§ **EXTRACT TO READ**:
• • •

Re: Building Spark to run PySpark Tests?

Sean Owen Thu, 19 Jan 2023 08:23:57 -0800

It's not clear what error you're facing from this info (ConnectionError
could mean lots of things), so would be hard to generalize answers. How
much mem do you have on your Mac?
-Xmx2g sounds low, but also probably doesn't matter much.
Spark builds work on my Mac, FWIW.


On Thu, Jan 19, 2023 at 10:15 AM Adam Chhina <[email protected]> wrote:

> Hmm, would there be a list of common env issues that would interfere with
> builds? Looking up the error message, it seemed like often the issue was
> OOM by the JVM process. I’m not sure if that’s what’s happening here, since
> during the build and setting up the tests the config should have allocated
> enough memory?
>
> I’ve been just trying to follow the build docs, and so far I’m running as
> such:
>
> > git clone --branch v3.2.3 https://github.com/apache/spark.git
> > cd spark
> > export MAVEN_OPTS="-Xss64m -Xmx2g -XX:ReservedCodeCacheSize=1g” // was
> unset, but set to be safe
> > export OBJC_DISABLE_INITIALIZE_FORK_SAFETY=YES // I saw in the
> developer tools that some pyspark tests were having issues on macOS
> > export JAVA_HOME=`/usr/libexec/java_home -v 11`
> > ./build/mvn -DskipTests clean package -Phive
> > ./python/run-tests --python-executables --testnames
> ‘pyspark.tests.test_broadcast'
>
> > java -version
>
> openjdk version "11.0.17" 2022-10-18
>
> OpenJDK Runtime Environment Homebrew (build 11.0.17+0)
>
> OpenJDK 64-Bit Server VM Homebrew (build 11.0.17+0, mixed mode)
>
>
> > OS
>
> Ventura 13.1 (22C65)

• • •

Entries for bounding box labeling
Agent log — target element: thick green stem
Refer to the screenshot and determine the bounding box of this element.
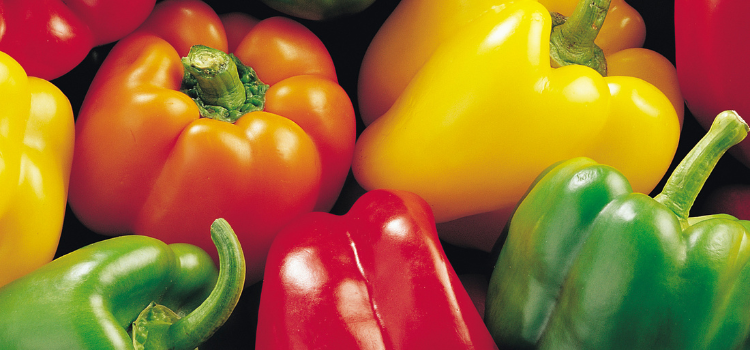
[169,219,245,349]
[654,111,750,228]
[550,0,611,76]
[180,45,268,122]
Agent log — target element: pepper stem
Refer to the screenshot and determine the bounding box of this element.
[550,0,611,76]
[133,219,245,350]
[654,110,750,229]
[180,45,268,123]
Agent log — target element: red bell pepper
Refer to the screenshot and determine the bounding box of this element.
[255,190,497,350]
[674,0,750,166]
[69,0,356,284]
[0,0,155,80]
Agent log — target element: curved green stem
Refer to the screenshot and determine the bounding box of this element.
[550,0,611,76]
[169,219,245,349]
[132,219,245,350]
[654,111,750,228]
[180,45,268,122]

• • •

§ **CHALLENGES**:
**1.** In the Spark build thread, rewrite the paragraph beginning "It's not clear what error you're facing" as a short bulleted list that keeps its main points.
**2.** In the Spark build thread, which branch does the git clone command check out?
These rows were drawn from a different source.

§ **SOLUTIONS FOR EACH TASK**:
**1.**
- The error can't be identified from the information given; a ConnectionError could mean many things, so general answers are hard.
- How much memory does the Mac have?
- -Xmx2g seems low but probably doesn't matter much.
- Spark builds work on the replier's Mac.

**2.** v3.2.3